» Supplied material:
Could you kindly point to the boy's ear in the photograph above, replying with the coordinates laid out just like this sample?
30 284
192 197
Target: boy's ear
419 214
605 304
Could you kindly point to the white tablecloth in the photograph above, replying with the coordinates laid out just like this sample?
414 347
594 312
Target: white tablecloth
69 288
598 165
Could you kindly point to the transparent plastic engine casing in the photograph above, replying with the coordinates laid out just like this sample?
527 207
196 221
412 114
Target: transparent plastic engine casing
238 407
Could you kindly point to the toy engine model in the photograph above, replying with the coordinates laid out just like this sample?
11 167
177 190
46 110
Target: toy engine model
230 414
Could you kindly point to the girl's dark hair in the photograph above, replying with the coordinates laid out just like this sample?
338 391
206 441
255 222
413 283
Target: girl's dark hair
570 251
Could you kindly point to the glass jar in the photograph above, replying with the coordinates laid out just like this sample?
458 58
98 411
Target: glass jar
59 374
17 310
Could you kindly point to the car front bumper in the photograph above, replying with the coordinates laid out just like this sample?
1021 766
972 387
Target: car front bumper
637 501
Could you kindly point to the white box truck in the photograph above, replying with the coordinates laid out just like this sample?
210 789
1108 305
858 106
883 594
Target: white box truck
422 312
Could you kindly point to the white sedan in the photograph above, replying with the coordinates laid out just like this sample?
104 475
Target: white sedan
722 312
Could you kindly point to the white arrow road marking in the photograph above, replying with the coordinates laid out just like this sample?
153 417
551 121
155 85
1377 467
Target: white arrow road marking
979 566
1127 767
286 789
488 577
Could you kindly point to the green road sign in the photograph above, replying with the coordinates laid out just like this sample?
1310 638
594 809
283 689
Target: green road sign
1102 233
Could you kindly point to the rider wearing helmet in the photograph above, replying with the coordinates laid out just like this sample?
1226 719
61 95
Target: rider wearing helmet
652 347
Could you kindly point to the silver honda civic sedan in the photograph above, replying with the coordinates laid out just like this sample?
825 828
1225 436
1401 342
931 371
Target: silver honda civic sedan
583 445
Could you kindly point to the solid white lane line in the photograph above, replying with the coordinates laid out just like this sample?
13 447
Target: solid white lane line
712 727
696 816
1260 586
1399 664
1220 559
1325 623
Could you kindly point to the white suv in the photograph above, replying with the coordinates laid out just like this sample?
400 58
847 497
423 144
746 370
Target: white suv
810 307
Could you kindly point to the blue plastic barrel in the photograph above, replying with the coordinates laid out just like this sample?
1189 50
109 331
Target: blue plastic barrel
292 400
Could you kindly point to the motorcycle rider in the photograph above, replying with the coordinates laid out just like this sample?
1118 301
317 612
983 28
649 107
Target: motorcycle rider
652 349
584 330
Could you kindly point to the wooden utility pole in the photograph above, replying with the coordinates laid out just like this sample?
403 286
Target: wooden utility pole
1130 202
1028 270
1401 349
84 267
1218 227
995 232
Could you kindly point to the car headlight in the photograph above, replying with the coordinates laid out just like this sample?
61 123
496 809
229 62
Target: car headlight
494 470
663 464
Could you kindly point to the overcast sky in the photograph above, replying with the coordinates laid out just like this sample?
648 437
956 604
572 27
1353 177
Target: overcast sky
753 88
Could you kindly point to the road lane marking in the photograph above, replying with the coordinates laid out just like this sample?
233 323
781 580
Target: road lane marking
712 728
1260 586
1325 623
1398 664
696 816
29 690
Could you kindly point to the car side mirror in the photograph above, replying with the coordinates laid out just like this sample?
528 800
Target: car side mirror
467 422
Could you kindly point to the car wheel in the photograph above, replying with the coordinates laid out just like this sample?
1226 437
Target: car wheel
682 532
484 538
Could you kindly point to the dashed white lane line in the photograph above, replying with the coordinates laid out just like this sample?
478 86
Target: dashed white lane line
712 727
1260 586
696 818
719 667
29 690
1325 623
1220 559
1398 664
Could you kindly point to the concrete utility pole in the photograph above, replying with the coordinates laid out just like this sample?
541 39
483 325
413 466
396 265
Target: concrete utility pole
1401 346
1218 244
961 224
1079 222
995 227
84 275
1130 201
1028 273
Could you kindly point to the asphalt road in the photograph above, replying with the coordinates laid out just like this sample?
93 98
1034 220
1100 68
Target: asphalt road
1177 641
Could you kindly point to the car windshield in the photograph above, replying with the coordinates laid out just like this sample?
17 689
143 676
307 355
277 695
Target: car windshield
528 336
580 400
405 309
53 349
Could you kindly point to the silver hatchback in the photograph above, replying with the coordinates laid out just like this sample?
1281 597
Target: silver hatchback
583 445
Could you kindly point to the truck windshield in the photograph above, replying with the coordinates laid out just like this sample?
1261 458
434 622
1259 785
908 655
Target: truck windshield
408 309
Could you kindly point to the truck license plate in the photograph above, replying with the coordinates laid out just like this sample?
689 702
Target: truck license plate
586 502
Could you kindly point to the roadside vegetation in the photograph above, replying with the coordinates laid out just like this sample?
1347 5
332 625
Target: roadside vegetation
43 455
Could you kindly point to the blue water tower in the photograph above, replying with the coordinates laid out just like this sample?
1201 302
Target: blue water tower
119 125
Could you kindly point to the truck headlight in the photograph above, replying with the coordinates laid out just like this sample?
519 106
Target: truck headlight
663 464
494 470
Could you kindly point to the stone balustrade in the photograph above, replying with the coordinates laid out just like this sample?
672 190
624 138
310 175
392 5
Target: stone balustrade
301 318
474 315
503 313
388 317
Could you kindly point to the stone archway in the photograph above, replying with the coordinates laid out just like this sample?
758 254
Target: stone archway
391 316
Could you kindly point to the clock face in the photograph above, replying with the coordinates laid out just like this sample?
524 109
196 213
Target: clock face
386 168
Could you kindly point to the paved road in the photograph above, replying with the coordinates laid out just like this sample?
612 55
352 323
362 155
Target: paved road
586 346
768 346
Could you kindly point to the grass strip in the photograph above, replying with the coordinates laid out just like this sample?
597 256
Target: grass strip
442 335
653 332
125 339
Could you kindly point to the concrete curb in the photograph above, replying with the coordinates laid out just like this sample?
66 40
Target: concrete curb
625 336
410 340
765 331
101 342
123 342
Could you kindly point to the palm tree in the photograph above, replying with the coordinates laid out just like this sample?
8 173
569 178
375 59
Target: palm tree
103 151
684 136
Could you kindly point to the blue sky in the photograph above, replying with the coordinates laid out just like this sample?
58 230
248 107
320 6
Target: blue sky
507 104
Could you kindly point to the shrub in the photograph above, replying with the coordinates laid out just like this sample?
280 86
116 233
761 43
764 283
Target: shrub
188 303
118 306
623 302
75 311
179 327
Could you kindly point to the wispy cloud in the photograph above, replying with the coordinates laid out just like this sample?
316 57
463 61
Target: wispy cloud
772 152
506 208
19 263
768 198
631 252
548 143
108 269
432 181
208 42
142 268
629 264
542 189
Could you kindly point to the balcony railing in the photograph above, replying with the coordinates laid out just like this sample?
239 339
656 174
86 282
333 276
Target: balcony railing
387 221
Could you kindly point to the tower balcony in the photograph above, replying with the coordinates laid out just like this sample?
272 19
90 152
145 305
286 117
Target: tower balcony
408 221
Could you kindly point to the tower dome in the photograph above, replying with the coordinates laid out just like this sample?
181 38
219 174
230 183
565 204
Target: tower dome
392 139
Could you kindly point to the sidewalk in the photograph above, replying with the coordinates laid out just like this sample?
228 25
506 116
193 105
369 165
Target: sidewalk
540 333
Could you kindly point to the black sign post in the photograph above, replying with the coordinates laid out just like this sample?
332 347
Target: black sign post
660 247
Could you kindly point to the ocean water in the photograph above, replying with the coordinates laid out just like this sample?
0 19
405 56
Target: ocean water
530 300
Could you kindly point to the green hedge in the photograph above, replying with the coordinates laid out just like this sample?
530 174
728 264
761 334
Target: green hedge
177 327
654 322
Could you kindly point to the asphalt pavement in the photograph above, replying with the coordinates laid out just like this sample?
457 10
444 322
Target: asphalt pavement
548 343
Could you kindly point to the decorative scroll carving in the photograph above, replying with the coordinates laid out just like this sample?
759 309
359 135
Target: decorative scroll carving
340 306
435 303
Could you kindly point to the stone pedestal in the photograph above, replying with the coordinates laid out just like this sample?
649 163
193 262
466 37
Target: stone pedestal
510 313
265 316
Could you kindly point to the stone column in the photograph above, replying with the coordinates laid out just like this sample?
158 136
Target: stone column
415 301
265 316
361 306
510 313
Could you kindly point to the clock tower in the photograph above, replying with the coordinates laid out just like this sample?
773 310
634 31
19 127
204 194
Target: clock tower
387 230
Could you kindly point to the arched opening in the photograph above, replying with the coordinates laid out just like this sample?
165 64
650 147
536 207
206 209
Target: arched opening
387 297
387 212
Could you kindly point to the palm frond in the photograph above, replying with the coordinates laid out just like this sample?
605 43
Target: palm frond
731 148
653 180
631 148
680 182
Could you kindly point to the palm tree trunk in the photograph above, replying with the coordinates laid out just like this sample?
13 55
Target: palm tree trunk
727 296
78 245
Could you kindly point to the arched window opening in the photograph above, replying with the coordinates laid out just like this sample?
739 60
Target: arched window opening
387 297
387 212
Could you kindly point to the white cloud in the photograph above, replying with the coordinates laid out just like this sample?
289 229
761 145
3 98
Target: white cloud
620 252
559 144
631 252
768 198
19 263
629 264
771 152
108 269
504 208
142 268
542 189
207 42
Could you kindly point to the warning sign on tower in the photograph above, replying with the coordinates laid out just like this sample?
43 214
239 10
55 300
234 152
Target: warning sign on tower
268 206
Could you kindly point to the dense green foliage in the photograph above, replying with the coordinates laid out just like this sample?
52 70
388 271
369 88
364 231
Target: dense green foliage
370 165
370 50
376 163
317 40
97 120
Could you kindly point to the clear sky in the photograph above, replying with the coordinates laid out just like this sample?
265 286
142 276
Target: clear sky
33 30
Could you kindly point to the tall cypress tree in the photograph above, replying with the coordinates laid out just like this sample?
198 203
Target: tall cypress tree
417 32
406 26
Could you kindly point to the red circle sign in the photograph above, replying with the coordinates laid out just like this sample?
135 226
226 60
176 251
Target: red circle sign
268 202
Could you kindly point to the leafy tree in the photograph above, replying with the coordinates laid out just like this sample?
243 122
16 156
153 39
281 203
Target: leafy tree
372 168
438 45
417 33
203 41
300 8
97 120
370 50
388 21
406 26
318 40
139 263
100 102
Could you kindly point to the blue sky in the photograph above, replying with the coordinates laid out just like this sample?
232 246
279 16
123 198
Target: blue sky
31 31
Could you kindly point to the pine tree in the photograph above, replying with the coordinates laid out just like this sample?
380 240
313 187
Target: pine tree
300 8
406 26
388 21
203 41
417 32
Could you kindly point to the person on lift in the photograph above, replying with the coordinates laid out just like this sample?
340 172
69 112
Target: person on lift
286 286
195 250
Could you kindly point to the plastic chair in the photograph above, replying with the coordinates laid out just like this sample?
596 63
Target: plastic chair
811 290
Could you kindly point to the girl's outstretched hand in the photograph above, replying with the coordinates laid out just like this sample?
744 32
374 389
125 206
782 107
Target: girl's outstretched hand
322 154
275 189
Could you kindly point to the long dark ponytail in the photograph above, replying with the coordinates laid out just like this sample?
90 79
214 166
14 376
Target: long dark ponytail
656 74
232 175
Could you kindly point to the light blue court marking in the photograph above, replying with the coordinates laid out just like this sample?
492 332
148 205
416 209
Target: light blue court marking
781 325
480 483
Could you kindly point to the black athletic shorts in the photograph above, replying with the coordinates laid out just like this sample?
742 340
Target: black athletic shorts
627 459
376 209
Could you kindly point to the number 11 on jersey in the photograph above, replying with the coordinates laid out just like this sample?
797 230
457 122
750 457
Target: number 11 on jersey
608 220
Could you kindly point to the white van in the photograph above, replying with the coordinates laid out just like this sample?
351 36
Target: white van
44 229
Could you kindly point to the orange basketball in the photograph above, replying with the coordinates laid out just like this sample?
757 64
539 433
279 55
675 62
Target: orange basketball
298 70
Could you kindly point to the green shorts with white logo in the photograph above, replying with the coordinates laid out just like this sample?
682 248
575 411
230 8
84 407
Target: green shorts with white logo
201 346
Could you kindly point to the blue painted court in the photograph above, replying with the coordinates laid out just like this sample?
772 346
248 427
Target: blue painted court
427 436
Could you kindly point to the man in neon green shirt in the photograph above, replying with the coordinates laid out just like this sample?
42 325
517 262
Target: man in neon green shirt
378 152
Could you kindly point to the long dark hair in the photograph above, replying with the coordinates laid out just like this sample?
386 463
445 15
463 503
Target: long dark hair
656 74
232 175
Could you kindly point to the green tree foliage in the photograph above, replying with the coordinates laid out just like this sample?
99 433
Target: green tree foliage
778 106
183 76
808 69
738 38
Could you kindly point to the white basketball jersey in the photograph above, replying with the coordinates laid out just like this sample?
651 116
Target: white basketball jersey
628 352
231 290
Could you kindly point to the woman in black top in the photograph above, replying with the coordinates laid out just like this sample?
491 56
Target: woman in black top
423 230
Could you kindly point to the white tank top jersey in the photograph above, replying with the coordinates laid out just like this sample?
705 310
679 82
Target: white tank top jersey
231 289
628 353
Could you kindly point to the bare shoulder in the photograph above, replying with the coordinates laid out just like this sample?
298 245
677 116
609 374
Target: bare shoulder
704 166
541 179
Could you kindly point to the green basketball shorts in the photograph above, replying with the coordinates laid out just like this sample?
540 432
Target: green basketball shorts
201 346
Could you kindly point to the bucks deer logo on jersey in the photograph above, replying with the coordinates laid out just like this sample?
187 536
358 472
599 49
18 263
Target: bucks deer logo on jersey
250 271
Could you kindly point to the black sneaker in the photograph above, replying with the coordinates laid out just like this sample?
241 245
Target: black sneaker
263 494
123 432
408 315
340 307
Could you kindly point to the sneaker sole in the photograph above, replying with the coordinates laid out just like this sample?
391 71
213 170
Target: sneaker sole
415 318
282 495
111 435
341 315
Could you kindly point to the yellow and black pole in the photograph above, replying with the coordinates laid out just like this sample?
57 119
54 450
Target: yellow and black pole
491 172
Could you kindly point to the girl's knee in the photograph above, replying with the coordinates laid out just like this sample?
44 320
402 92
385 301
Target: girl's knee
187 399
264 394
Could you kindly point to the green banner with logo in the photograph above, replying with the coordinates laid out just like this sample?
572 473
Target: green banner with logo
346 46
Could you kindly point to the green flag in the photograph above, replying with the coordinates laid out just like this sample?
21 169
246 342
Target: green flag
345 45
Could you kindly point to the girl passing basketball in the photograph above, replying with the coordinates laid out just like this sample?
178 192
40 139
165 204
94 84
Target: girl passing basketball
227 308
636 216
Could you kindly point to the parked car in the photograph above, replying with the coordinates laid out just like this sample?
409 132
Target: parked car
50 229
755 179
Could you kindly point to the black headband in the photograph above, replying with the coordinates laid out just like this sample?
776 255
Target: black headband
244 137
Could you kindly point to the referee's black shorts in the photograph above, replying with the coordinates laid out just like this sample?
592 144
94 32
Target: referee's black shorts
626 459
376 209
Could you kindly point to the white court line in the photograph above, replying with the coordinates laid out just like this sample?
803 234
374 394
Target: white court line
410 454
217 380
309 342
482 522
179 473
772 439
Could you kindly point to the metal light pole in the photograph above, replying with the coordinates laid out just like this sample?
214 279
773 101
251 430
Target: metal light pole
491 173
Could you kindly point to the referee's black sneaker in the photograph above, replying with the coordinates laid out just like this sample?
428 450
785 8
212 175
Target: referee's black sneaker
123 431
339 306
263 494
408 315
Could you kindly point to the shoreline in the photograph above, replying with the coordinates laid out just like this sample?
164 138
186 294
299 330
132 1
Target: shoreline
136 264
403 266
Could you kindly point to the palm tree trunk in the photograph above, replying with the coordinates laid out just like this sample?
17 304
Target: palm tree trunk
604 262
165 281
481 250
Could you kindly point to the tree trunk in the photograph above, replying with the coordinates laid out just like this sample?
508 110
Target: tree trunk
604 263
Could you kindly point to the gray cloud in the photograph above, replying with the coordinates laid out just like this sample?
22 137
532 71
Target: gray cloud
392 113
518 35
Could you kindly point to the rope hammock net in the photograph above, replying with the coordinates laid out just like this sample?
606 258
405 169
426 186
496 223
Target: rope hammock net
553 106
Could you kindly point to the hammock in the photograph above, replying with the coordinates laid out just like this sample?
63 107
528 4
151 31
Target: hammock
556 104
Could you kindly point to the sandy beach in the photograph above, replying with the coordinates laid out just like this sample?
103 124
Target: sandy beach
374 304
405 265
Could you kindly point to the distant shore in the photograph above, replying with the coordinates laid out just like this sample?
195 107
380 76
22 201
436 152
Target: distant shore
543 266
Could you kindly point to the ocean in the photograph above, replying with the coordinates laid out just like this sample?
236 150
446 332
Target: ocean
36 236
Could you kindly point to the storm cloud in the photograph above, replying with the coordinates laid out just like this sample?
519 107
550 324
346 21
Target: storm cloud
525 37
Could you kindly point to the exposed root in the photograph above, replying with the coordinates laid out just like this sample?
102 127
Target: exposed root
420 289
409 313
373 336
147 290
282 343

» Your task: Include both ends. Return the line holding "Could you kindly point to the hammock" and all lines after it in the records above, exactly as written.

» Worked solution:
Could you kindly point to the hammock in the photograph above, replying with the coordinates laid out just like this sample?
63 107
528 4
151 31
Target: hammock
556 104
Could you kindly point to the sandy beach in the photograph above, replying with the coordinates laid out just like this sample?
103 124
Target: sandy beach
374 304
405 265
Could you kindly point to the distant shore in the photograph above, replying with the coordinates laid out just like this sample?
195 107
380 76
22 201
436 152
Target: distant shore
543 266
Could you kindly point to the ocean in the photograph above, replying with the coordinates laid out just like this sample?
236 150
446 332
Target: ocean
36 236
Could you kindly point to the storm cloud in the photograph above, replying with the coordinates laid out just like this sample?
519 107
550 324
346 21
Target: storm cloud
525 37
Could you kindly point to the exposed root in the photograph above, replying with the coordinates laid out just like this sample?
102 127
Target: exposed root
420 289
409 313
373 336
147 290
282 343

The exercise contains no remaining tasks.